Переселенцы и новые места. Путевые заметки. - [37]

Шрифт
Интервал

— Да ведь земля ихняя.

— А нам зарез!

— Вы у них самовольно захватили.

— Нас полторы тысячи душ! Крещеных!

— Ничего не выйдет.

— А если господину министеру?

— Оставь это дело.

— А если к...

— Не смею между вами становиться, но мой совет: оставь.

— Не оставлю, ваше высокоблагородие!

Шалохин умолкает. Он молчит, но вся его фигура, спокойно, но непоколебимо упорная, говорит, что он действительно не оставит. Но в этом упорстве нет ничего нелепого, деревянного. Нет, Шалохин сознательный подвижник. Пьянство, плутни, грубости участковому, битье сапогом аульного забыты, отринуты. Нет прежнего Шалохина, суетного мирского человека: теперь Шалохин — подвижник. Шалохин стоит за других, стоит за правду, как он ее понимает; он просит за ближних, быть может, и грешных; он искупает их грехи, он вымаливает им прощение. И весь Шалохин так и светится подвигом, на который он себя обрек. Его речь стала правдивой, его манеры благородны, — не заносчивы, но и не принижены. Он не пьет. Он не утаит ни одной копейки из денег, которые ему дал мир на ходатайство. Он мало ест, спит не на постоялых дворах, а на выгоне, чтобы не истратить лишнего. И этот медвежонок так действует на вас, что вы, точно загипнотизированный, забываете все его грехи, помните только одно: что им всем зарез, — и начинаете помогать ему.

**Записи разметки точек на изображениях:**
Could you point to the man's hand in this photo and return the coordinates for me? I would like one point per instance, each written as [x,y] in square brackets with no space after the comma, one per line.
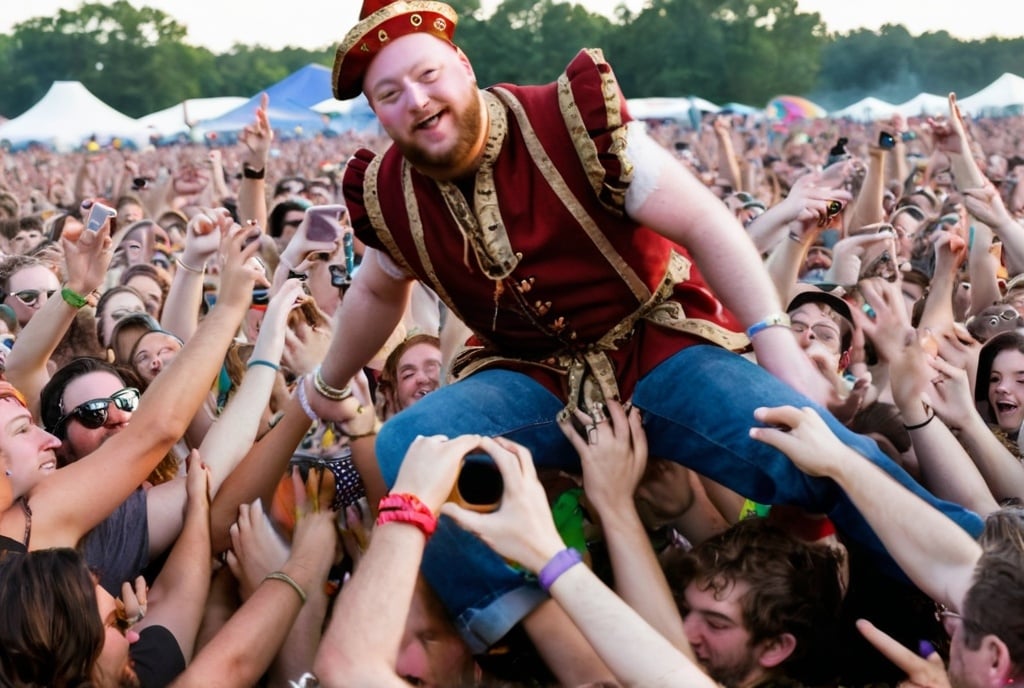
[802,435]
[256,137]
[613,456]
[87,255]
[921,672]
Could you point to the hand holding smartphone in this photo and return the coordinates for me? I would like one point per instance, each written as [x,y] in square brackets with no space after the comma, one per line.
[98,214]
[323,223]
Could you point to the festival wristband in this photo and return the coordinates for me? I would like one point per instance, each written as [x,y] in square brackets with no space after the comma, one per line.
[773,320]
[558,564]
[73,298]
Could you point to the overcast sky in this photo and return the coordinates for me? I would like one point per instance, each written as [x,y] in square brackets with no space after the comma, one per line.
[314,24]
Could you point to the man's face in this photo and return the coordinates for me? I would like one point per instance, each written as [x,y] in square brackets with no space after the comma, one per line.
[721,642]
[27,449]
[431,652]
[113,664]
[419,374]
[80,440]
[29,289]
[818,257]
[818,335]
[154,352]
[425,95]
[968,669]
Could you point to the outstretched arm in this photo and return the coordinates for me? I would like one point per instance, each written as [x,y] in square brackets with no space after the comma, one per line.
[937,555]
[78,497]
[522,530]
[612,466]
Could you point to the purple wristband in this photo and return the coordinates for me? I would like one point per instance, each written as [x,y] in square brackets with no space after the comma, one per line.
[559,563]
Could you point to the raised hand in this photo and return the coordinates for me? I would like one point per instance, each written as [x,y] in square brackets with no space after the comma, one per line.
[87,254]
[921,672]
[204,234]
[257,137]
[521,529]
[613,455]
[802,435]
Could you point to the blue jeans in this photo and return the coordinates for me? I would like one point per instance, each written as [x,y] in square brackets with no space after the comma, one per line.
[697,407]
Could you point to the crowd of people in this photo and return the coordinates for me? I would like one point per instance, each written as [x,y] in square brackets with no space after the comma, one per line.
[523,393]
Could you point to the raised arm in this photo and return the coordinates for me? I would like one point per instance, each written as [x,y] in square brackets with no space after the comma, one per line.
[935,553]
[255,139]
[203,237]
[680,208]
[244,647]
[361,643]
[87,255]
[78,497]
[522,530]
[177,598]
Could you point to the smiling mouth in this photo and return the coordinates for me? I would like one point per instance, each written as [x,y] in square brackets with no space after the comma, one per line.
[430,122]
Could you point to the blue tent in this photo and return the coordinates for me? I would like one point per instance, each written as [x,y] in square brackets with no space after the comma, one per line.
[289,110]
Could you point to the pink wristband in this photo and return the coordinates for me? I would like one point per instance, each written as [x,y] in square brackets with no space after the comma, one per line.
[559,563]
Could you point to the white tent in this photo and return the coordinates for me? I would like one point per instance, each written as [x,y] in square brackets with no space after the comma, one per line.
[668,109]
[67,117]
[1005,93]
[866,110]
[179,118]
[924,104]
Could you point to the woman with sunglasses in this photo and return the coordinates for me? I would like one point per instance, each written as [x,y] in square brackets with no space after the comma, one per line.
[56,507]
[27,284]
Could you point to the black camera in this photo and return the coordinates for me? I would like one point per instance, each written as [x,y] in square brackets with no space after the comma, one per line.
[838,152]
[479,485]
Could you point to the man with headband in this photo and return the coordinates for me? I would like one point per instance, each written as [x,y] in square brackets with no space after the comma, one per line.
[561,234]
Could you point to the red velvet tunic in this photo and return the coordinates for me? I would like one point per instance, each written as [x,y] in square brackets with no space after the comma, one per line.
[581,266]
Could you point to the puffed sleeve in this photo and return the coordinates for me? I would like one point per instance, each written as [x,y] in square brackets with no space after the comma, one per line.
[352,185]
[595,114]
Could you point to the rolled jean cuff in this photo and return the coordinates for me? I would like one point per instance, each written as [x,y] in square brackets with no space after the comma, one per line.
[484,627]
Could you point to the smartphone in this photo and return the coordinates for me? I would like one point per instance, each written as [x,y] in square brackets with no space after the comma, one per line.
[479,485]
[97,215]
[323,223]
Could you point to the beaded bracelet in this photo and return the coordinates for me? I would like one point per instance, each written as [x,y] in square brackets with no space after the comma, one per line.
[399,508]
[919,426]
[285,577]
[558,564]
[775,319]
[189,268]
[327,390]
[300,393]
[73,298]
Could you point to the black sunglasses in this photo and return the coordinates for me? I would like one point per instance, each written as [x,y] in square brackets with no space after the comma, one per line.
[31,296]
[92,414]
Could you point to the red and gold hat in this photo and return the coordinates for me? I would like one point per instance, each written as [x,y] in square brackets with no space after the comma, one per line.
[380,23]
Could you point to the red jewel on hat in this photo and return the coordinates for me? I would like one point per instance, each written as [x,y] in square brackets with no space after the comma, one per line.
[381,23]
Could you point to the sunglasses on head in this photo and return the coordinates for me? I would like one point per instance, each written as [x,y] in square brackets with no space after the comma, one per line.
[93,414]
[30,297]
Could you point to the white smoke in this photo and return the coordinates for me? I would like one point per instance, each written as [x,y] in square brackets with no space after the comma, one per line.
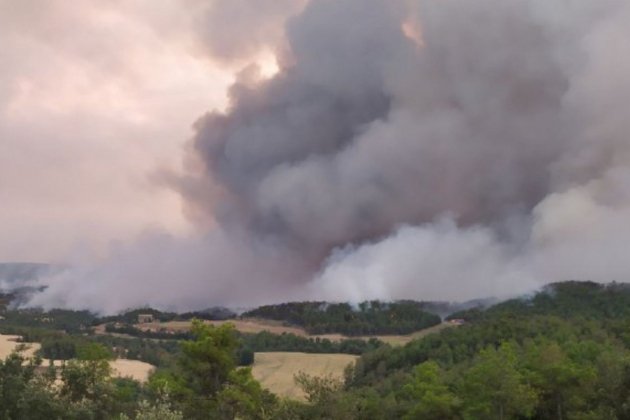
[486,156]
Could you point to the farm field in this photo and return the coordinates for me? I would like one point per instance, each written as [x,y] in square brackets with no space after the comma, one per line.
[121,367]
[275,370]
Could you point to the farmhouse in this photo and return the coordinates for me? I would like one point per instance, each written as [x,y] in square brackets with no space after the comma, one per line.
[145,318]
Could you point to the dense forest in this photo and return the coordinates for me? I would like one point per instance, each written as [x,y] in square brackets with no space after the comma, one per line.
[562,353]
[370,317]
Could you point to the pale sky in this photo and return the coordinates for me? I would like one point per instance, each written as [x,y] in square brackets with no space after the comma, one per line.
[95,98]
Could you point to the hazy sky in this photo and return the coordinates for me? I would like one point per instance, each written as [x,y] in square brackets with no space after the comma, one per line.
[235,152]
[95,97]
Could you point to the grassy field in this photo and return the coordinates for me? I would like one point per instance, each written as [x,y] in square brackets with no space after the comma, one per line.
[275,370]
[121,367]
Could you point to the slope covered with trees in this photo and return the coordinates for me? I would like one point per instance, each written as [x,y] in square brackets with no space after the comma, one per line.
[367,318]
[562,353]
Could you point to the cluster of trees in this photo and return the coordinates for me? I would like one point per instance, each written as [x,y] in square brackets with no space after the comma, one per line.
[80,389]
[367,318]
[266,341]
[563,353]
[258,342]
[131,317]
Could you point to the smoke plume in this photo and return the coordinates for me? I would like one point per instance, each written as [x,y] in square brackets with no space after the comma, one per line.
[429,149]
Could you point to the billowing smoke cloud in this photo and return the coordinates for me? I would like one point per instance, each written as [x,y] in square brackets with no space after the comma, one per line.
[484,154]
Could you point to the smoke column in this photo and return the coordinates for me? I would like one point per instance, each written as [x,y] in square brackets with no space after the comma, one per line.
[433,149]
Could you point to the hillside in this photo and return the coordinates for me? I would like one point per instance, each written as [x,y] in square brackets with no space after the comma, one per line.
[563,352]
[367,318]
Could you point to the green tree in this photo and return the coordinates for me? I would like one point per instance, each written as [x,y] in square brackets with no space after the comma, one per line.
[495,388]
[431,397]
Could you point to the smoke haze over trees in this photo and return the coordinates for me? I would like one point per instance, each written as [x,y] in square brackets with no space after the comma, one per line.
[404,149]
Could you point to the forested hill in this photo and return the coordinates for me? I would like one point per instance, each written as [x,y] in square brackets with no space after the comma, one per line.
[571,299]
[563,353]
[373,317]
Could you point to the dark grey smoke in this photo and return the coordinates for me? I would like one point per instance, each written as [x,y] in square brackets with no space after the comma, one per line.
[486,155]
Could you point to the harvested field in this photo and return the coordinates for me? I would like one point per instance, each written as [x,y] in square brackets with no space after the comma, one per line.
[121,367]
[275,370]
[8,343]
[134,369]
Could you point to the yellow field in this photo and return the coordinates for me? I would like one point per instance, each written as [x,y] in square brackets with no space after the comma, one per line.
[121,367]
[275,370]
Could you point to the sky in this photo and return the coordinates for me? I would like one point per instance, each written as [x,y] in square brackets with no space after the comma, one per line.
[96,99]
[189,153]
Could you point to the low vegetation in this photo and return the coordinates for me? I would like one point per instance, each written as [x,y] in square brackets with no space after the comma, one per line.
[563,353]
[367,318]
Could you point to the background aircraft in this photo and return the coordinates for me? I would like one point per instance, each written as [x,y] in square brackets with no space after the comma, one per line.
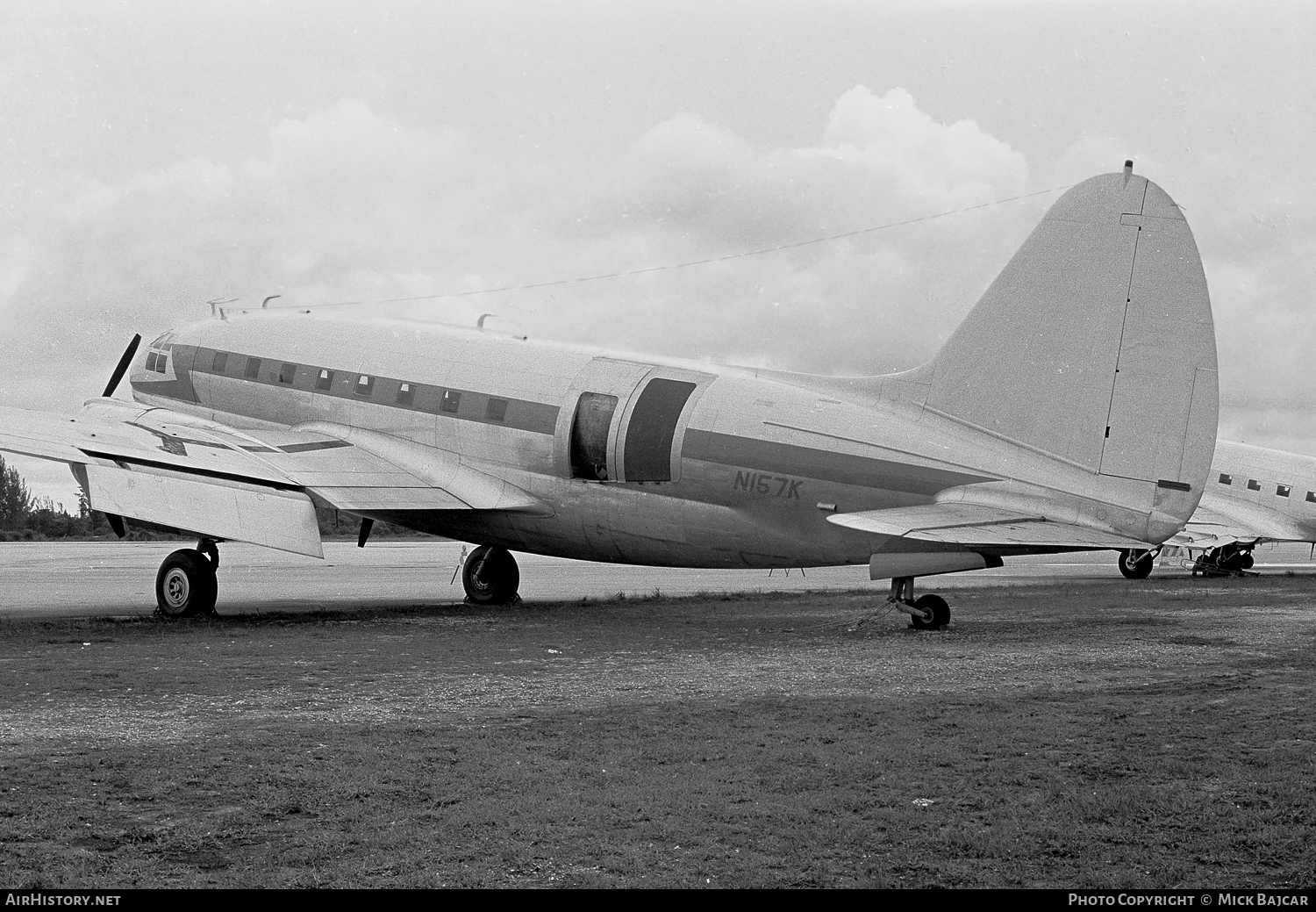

**ПИСЬМЕННОЕ ЗАДАНИЕ:**
Выведите дословно часть текста о переселенцах: начните с места, где стоят слова «Переселенцы и новые», и остановитесь после слов «тысячи душ! Крещеных!». Материал никак не связан с текстом.

**РЕЗУЛЬТАТ:**
Переселенцы и новые места. Путевые заметки. - [37]

Шрифт
Интервал

— Да ведь земля ихняя.

— А нам зарез!

— Вы у них самовольно захватили.

— Нас полторы тысячи душ! Крещеных!